“Management by results - like driving a car by looking in a rear view mirror.” (W. Edwards Deming)

The Isley Brothers' song, Here we go again, recently reminded me of painful lessons learned while monitoring agricultural programmes in the late 1980s and early 1990s.

My biggest mistake (described below) lay in attempting through meticulous analysis (such as incremental gross margin analysis) to statistically prove success in raising farmers’ yields and incomes. I assumed such information was credible for the funder and useful in enabling management to learn and adapt, but I was wrong.

My error was later confirmed by a World Bank review of M&E policy and practice. Buttressed by other sources of evidence, it warned against using high-level results (e.g. crop yields or farmer incomes) as valid measures of success within relatively short (e.g. five-year) implementation periods.  

It would be ironic if the donors and designers of monitoring systems today were reluctant to learn from past experience. Yet, evidence suggests this is the case. 

Monitoring: a management perspective

The re-emergence of adaptive management (first documented by Rondinelli et al. in the 1980s) to cope with complexity and uncertainty makes it clear that high-level results (e.g. yields and incomes) should be treated as projections, not “targets”. Most defy prediction, and complex external forces acting on market system players and farmers may overwhelm the programme’s influence. 

The great management thinker, W. Edwards Deming, observed the most important things to know are often the unknowns. He explained what he meant by this in The New Economics

“It is wrong to suppose that if you can’t measure it, you can’t manage it – a costly myth."

What Deming refers to as the unknowns are assumptions which, for monitoring purposes, matter as much as, if not more than, results themselves. Lessons from the World Bank’s review and Deming’s philosophy chime with my experience of carrying out annual crop production and yield surveys in Malawi.  

In my case, after presenting the first round of survey results, I noticed how little use senior management made of the data. The Director of Agricultural Extension told me that, while the survey results were interesting, they did little to inform the actions of his and other departments (e.g. research, crops, and the women’s programme).

Instead, he told me they needed me to reveal what was more immediately unknown to them: farmer responses to extension support and how this varied. Understanding this would provide a basis for remedying rejection among farmers and replicating the successes of those who had adopted and retained the advice they received.

When we discussed what specific questions would meet this purpose, we reeled off four examples:

  1. What are the farmers’ impressions of extension agents’ performance?

* _Record extracts_

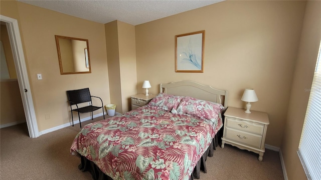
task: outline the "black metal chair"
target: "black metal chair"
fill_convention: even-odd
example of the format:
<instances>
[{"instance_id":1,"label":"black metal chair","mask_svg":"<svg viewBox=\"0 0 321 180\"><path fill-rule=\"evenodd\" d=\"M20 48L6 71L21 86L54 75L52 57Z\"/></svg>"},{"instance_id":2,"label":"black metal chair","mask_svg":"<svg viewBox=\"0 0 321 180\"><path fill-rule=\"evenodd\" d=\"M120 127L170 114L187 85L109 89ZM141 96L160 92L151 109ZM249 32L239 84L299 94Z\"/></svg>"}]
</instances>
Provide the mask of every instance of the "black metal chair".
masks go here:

* _Given instruction 1_
In the piece on monitoring agricultural programs, what did the Director of Agricultural Extension say the survey results did little to do?
* _Given instruction 2_
Reproduce the piece on monitoring agricultural programs from "My biggest mistake" to "is the case.".

* _Expected output 1_
They did little to inform the actions of his and other departments, such as research, crops, and the women's programme.

* _Expected output 2_
My biggest mistake (described below) lay in attempting through meticulous analysis (such as incremental gross margin analysis) to statistically prove success in raising farmers’ yields and incomes. I assumed such information was credible for the funder and useful in enabling management to learn and adapt, but I was wrong.

My error was later confirmed by a World Bank review of M&E policy and practice. Buttressed by other sources of evidence, it warned against using high-level results (e.g. crop yields or farmer incomes) as valid measures of success within relatively short (e.g. five-year) implementation periods.  

It would be ironic if the donors and designers of monitoring systems today were reluctant to learn from past experience. Yet, evidence suggests this is the case.